— BEGIN Document extract —

SCHOOL-IT August 2011

Subject:

Re: Setting up a transparent proxy to use with Dans

From:

"Craig Lyndes @ wcvt.com" <[log in to unmask]>

Reply-To:

School Information Technology Discussion <[log in to unmask]>

Date:

Thu, 4 Aug 2011 16:03:27 -0400

Content-Type:

text/plain

Parts/Attachments:

Parts/Attachments

text/plain (190 lines)

Paul,

I'm puzzled.  I've been using the free version at 2 schools for a while
now.  Other than having more than 50 white/black list URLs and keeping the
statistics for more than 2 weeks, I didn't know there was any difference
between the enterprise and the free.

I find that having the adults and students have to use the same filters
makes everyone more aware of the decisions to block and what people are
being kept away from. Eat your own dog food.

— END Document extract —
— BEGIN Supplied information —

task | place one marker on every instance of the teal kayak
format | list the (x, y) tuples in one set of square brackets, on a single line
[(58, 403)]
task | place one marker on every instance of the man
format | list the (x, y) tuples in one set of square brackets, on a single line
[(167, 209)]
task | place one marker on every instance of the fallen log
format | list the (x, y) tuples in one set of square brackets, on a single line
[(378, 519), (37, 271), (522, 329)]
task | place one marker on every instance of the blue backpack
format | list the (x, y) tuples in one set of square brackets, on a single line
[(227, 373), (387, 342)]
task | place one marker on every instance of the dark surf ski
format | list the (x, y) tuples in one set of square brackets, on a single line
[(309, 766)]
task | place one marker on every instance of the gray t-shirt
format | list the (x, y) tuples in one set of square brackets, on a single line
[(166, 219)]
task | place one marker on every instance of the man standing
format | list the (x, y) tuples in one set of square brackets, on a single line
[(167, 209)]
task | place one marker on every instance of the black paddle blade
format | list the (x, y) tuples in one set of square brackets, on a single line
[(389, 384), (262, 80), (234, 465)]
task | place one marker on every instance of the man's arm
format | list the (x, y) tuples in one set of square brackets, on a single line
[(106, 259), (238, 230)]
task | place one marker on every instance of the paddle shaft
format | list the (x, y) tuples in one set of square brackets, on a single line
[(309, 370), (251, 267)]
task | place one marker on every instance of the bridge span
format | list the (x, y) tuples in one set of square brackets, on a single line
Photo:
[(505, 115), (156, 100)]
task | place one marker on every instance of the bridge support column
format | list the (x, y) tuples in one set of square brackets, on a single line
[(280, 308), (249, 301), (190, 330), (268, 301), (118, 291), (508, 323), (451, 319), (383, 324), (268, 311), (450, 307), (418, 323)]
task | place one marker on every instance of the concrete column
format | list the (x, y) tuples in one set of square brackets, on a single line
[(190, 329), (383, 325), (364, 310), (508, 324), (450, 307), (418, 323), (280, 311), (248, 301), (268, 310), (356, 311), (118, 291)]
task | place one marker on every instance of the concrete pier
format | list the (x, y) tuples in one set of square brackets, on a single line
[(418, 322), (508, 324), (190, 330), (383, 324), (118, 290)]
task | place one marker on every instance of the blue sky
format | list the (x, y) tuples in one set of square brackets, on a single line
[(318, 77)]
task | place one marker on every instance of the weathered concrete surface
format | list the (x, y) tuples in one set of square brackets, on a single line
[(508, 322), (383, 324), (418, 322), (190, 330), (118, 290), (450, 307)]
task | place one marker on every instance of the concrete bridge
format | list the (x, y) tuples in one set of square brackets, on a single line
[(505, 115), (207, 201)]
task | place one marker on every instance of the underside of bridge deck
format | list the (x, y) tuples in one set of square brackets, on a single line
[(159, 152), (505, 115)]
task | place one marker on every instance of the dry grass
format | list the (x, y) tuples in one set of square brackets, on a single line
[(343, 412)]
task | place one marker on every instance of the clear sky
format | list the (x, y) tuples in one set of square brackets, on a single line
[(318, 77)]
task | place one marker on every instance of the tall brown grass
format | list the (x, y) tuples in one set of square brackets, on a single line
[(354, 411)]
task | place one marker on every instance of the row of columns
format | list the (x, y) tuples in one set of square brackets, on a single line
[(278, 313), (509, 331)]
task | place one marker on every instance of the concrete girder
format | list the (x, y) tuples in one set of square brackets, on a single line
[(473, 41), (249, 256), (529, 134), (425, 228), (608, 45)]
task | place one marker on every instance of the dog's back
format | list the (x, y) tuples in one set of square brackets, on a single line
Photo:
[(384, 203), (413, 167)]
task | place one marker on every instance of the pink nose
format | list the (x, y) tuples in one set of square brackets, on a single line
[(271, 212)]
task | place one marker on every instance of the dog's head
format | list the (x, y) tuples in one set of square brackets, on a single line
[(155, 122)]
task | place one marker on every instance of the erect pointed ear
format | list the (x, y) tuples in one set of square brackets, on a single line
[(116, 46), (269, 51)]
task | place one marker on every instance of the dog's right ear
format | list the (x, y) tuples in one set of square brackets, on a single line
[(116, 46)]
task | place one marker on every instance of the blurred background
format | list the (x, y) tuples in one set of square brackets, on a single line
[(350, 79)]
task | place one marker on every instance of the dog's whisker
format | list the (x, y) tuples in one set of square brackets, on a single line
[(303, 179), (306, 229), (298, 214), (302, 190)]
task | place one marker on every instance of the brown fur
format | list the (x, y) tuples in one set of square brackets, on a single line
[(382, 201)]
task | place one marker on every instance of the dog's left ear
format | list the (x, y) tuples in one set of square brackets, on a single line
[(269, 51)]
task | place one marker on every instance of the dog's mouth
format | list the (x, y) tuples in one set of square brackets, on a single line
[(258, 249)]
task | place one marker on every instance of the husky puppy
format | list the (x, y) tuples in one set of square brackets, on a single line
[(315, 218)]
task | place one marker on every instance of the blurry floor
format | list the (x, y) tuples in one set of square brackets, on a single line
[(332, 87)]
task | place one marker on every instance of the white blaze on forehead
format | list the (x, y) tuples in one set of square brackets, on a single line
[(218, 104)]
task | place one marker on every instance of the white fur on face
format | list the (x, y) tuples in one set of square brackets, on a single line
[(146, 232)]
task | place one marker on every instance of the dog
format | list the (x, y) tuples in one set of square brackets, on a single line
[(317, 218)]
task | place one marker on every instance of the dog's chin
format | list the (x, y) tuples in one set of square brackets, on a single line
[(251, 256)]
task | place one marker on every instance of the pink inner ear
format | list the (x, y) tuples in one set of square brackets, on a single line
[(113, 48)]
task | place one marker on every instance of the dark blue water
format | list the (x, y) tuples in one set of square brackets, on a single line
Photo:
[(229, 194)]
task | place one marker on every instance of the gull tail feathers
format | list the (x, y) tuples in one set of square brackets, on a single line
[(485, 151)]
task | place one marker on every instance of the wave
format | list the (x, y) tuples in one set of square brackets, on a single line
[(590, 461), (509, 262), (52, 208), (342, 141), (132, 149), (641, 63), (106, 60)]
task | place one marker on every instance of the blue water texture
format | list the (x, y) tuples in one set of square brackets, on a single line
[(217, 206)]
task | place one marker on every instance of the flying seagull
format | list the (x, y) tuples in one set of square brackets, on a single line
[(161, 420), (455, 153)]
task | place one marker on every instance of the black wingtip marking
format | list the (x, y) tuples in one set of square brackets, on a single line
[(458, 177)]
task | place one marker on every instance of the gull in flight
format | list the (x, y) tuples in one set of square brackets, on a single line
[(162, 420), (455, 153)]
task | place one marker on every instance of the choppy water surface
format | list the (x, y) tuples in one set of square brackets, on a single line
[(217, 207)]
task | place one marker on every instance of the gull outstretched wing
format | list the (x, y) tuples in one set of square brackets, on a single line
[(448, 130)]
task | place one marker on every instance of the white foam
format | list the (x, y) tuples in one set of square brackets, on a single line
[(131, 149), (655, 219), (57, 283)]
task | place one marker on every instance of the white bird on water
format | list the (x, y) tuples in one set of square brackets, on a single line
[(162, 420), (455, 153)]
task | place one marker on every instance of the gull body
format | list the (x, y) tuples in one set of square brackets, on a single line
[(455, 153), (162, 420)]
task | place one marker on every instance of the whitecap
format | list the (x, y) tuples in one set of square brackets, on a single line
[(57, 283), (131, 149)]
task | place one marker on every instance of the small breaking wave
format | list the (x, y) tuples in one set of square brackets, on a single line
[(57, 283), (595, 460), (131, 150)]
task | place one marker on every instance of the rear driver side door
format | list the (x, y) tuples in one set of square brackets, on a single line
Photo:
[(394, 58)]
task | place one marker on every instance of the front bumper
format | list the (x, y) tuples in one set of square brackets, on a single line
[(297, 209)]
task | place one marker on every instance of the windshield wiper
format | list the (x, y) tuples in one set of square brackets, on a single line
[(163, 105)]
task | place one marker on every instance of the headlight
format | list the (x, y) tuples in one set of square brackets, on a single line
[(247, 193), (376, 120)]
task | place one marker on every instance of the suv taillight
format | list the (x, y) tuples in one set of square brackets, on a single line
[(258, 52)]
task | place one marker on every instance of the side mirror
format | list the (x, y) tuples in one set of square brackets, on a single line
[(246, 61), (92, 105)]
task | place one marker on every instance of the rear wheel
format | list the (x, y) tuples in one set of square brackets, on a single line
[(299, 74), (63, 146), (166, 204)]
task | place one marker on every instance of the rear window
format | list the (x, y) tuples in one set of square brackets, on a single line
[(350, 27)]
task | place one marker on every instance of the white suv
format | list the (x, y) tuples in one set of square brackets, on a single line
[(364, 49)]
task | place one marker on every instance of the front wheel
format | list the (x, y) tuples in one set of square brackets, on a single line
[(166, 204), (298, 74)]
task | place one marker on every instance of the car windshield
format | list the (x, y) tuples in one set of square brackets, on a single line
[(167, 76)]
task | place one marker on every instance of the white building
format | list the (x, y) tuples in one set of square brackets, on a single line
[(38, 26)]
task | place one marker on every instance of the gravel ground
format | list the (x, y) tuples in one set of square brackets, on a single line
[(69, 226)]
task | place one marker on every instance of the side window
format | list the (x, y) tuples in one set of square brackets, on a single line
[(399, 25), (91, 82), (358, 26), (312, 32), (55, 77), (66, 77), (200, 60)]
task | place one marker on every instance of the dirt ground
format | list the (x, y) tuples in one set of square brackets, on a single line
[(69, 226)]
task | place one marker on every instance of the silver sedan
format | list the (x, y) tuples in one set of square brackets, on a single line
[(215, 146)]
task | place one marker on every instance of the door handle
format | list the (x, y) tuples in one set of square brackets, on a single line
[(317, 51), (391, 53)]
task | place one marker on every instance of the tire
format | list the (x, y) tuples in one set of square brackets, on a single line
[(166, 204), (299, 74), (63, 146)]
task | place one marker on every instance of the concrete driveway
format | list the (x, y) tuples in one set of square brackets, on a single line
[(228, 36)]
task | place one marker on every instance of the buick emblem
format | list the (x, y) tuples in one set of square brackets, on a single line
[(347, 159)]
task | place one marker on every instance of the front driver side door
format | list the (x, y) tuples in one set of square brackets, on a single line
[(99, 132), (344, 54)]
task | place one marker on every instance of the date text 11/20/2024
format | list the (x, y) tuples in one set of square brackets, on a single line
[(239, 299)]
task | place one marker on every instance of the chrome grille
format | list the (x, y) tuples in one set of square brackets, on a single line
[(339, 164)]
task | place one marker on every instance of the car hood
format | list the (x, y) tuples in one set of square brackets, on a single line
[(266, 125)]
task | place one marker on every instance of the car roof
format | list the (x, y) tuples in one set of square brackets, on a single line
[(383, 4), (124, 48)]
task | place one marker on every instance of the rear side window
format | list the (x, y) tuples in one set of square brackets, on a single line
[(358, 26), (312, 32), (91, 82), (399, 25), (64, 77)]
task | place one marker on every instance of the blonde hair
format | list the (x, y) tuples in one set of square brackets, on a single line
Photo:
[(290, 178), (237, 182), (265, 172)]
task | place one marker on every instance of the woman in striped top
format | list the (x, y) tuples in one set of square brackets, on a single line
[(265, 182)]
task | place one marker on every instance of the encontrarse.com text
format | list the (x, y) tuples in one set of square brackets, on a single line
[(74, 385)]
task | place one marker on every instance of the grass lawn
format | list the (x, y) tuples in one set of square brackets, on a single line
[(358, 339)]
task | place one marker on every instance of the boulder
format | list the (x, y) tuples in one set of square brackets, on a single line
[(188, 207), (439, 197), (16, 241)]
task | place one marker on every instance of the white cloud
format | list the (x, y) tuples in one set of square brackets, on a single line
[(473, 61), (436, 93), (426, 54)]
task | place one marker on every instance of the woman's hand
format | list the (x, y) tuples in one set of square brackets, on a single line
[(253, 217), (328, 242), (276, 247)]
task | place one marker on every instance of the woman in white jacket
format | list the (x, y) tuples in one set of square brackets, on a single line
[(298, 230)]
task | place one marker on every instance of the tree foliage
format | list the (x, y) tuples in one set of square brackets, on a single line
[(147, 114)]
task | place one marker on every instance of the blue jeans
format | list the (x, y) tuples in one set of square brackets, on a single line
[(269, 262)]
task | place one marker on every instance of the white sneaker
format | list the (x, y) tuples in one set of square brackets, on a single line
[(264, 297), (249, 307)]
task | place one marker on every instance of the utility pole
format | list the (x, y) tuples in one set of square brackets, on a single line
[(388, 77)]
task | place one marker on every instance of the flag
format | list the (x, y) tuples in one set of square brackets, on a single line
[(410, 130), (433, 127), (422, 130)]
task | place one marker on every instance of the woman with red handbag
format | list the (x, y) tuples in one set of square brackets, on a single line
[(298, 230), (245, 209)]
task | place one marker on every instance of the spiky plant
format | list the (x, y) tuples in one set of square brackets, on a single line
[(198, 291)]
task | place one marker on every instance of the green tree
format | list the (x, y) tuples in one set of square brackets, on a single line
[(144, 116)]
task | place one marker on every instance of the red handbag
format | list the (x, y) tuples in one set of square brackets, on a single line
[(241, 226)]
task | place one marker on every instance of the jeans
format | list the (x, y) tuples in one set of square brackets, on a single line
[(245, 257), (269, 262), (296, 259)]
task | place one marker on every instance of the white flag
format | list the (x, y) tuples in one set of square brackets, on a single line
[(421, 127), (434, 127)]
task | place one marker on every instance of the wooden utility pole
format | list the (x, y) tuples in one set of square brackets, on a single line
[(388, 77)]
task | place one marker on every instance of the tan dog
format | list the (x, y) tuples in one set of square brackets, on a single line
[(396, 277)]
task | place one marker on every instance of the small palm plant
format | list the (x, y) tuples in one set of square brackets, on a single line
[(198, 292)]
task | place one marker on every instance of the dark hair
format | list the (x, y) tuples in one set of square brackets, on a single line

— END Supplied information —

### [Prompt]
Please reproduce the email about the transparent proxy word for word, starting with "I find that" and going on through "own dog food.".

### [Correct output]
I find that having the adults and students have to use the same filters
makes everyone more aware of the decisions to block and what people are
being kept away from. Eat your own dog food.